■ **LISTED ENTRIES**:

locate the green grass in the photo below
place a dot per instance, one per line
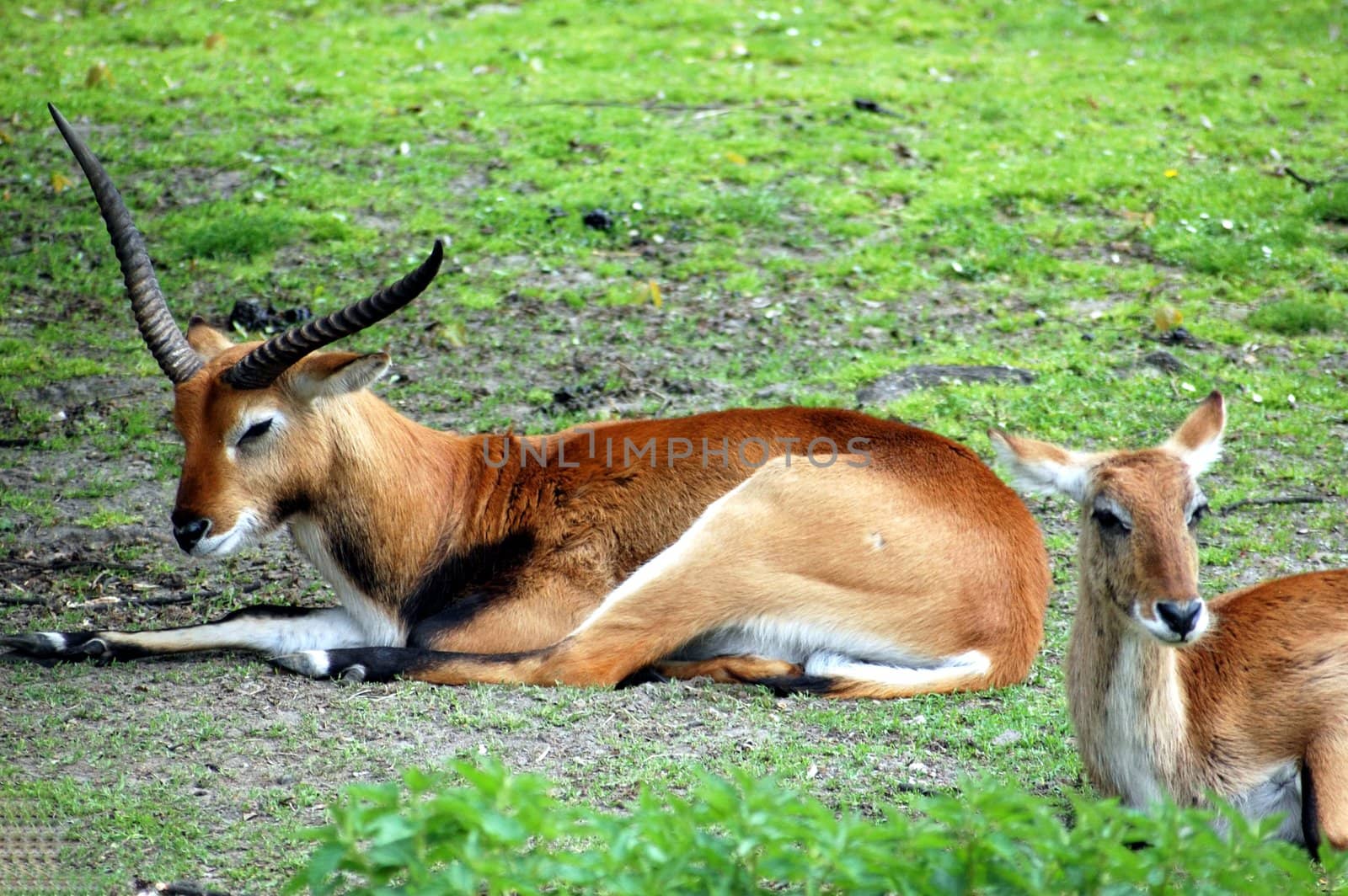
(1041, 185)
...
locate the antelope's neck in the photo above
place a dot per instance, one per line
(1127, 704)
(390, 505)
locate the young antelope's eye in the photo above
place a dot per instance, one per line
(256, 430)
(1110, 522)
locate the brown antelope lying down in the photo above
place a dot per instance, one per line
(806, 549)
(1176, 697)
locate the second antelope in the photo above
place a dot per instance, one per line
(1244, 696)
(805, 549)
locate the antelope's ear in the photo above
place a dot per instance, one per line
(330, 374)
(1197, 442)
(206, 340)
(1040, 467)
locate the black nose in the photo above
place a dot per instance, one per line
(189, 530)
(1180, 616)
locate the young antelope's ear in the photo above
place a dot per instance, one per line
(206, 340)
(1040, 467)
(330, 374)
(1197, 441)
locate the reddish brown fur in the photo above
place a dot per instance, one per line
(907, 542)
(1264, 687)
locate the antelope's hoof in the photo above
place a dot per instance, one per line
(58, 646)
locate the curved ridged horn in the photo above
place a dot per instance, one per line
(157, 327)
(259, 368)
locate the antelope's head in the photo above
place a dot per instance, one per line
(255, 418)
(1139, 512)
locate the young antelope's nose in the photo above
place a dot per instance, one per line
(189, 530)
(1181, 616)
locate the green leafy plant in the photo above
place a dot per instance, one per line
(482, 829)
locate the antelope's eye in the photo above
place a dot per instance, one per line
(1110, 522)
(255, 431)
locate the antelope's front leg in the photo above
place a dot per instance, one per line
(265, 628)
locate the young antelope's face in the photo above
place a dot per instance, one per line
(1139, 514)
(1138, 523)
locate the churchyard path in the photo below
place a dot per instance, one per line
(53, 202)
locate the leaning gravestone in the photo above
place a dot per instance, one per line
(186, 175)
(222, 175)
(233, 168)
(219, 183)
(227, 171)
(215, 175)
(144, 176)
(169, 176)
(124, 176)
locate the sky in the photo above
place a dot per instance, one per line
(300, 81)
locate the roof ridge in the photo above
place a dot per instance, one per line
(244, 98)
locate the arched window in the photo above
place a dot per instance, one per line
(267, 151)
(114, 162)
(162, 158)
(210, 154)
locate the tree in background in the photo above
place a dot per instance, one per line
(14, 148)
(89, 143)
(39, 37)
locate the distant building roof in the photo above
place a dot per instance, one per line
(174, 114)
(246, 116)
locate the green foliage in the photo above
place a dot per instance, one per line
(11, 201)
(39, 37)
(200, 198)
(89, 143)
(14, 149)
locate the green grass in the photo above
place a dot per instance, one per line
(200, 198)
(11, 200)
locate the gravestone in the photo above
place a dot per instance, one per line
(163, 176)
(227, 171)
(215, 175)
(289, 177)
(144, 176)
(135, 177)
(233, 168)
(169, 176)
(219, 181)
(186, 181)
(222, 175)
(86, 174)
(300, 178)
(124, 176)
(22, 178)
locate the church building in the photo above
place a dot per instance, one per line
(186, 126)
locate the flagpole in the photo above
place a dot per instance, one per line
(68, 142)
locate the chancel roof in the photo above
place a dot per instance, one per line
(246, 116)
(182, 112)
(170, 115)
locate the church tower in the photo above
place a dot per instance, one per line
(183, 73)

■ **STATED PROBLEM**:
Copy the listing word for word, beginning at the line that has "locate the green grass in the photo below" and stopping after the line that has "(1041, 185)". Omit the pictures.

■ **SOLUTION FOR THIS TASK**:
locate the green grass in the photo below
place a dot per instance, one per line
(1041, 185)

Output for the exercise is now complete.